Also killed was Richard Smith, 43, of Central Bridge, who was driving through North Blenheim when the explosion ripped through the hamlet.

The toll of destruction could have been far worse. Survivors of the incident recalled that moments before the blast, a bus load of children from the Gilboa-Conesville School District passed through the pocket of propane vapor.

EARLY FEARS AND WARNINGS

Many local residents had resisted the pipeline when the project was announced in the 1960s. But easements were obtained through eminent domain, and the farms and fields of the region were sliced through by the Texas Eastern project, Gail Shaffer noted.

Following the disaster, the National Transportation Safety Board determined that the pipeline operator could not immediately pinpoint the source of the leaking propane because the nearest monitoring station was in Gilbertsville in Otsego County — nearly 70 miles from Blenheim.

The company insisted the explosion was a freak event most likely caused by flaws in the design of the pipe. But the NTSB blamed the rupture on the company's lack of oversight of its workers, finding that the employees left a section of pipe propped at an angle on a wooden skid after completing repair work, causing it to leak gas.

Texas Eastern, whose pipeline was later purchased by Enterprise Products Partners in 2009, installed monitoring devices at pump stations and receiving stations along the pipeline stretching 4200 miles from Texas to Albany County, to check for pressure fluctuations.

The 1990 disaster would not be the only scare involving the Texas Eastern pipeline. A leak in the same line triggered an explosion in Davenport in January 2004, destroying a house near Quaker Hill Road and Parker Schoolhouse Road. That incident was linked to a frost heaving that separated a valve from the pipe.

"The whole sky lit up bright orange," a witness, Brian Goodspeed of West Oneonta, who was on a call for Scavo's Garage, told The Daily Star after the Davenport explosion.

LESSONS LEARNED FROM TRAGEDY

Gail Shaffer said she believes the propane pipeline was not buried deeply enough in the ground, subjecting it to potential damage during frost heaves. She noted she made that point when she spoke out at a hearing on the proposed Constitution Pipeline, a proposed natural gas transmission system that would run 124 miles from Pennsylvania into the Schoharie County town of Wright.

Federal officials have pointed out that after the North Blenheim explosion, the Department of Transportation stepped up pipeline inspections and formed the Pipeline and Hazardous Materials Administration and created a new requirement that pipelines be designed for internal inspections. Another safety feature to come out of the Blenheim tragedy is the "call before you dig" information system designed to safeguard pipelines from third party damage.

But Gail Shaffer, who has since moved back to Blenheim, said the industry and the government have not done enough to protect rural communities from what she called the inherent hazards of pipelines carrying flammable fuels.

Shaffer said the region dodged a bullet during the Hurricane Irene-triggered flooding disaster in August 2011, as a section of the propane pipeline was showing above ground near a stream bed.

Set task 1: Copy the stretch of the pipeline article from "Following the disaster, the" through "for pressure fluctuations." word for word.
Set task 2:
Answer these questions from the pipeline article:
(a) Where was the monitoring station nearest to Blenheim?
(b) What was the January 2004 explosion in Davenport linked to?
(c) How many miles would the proposed Constitution Pipeline run?

Material:

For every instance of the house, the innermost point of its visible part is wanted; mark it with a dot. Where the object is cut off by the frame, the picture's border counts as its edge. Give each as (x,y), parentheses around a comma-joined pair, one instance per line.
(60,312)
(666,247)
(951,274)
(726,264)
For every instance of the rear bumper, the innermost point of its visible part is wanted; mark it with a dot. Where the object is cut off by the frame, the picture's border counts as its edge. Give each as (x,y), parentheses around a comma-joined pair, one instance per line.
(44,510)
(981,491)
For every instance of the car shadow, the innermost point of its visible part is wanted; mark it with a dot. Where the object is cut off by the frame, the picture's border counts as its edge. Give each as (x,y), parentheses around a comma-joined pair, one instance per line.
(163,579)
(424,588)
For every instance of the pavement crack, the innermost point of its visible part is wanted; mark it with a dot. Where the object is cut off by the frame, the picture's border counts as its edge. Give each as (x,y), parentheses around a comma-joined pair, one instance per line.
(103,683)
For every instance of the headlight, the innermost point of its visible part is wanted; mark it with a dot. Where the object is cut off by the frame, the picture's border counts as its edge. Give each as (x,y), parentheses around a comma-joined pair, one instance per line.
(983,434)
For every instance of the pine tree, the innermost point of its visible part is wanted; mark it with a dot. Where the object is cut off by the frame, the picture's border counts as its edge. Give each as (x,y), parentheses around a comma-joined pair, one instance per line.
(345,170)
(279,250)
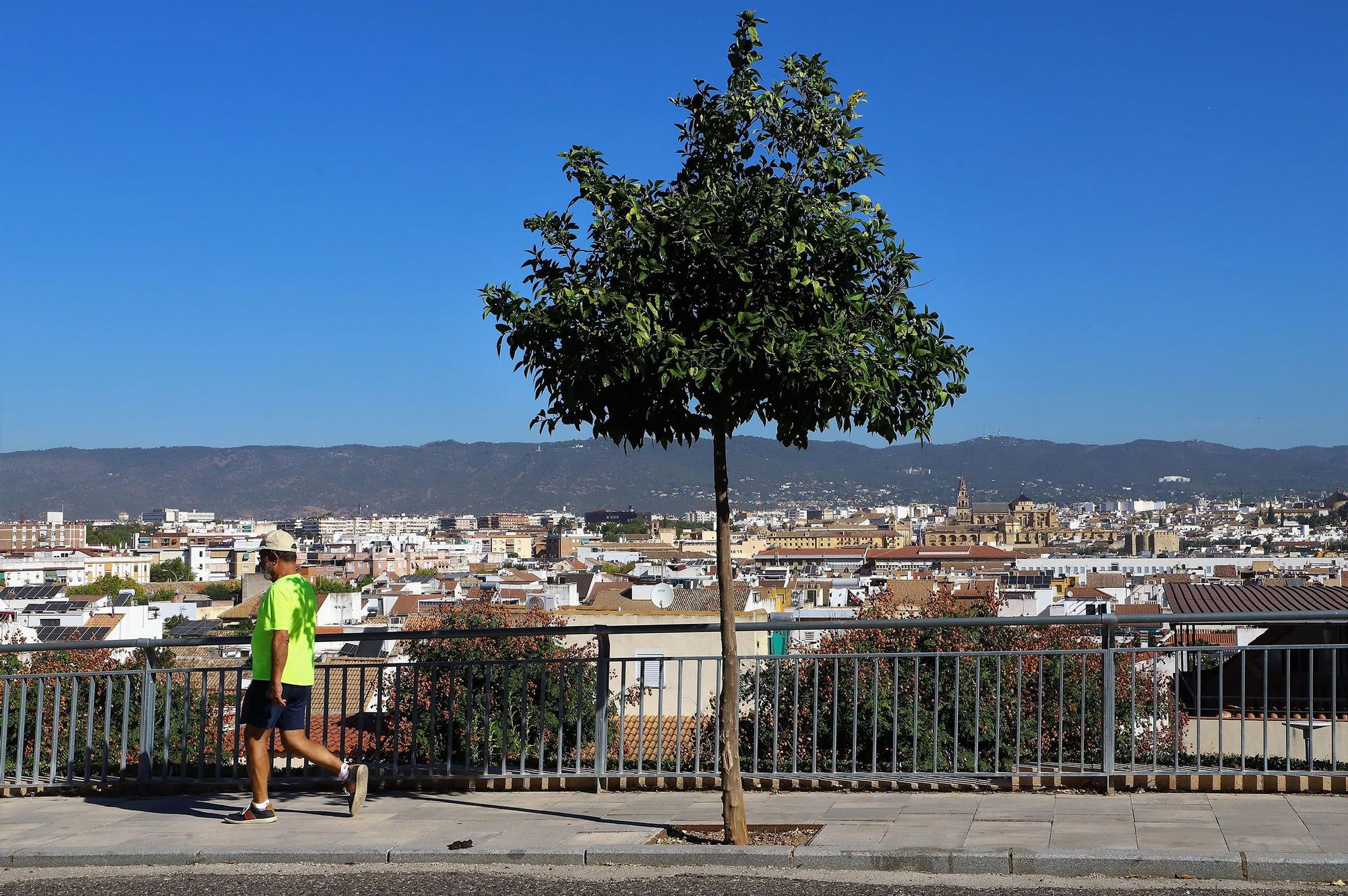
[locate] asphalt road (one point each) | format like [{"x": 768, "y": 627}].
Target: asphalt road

Task answer 1:
Following the disaster, the National Transportation Safety Board determined that the pipeline operator could not immediately pinpoint the source of the leaking propane because the nearest monitoring station was in Gilbertsville in Otsego County — nearly 70 miles from Blenheim.

The company insisted the explosion was a freak event most likely caused by flaws in the design of the pipe. But the NTSB blamed the rupture on the company's lack of oversight of its workers, finding that the employees left a section of pipe propped at an angle on a wooden skid after completing repair work, causing it to leak gas.

Texas Eastern, whose pipeline was later purchased by Enterprise Products Partners in 2009, installed monitoring devices at pump stations and receiving stations along the pipeline stretching 4200 miles from Texas to Albany County, to check for pressure fluctuations.

Task answer 2:
(a) In Gilbertsville in Otsego County, nearly 70 miles from Blenheim.
(b) A frost heaving that separated a valve from the pipe.
(c) 124 miles.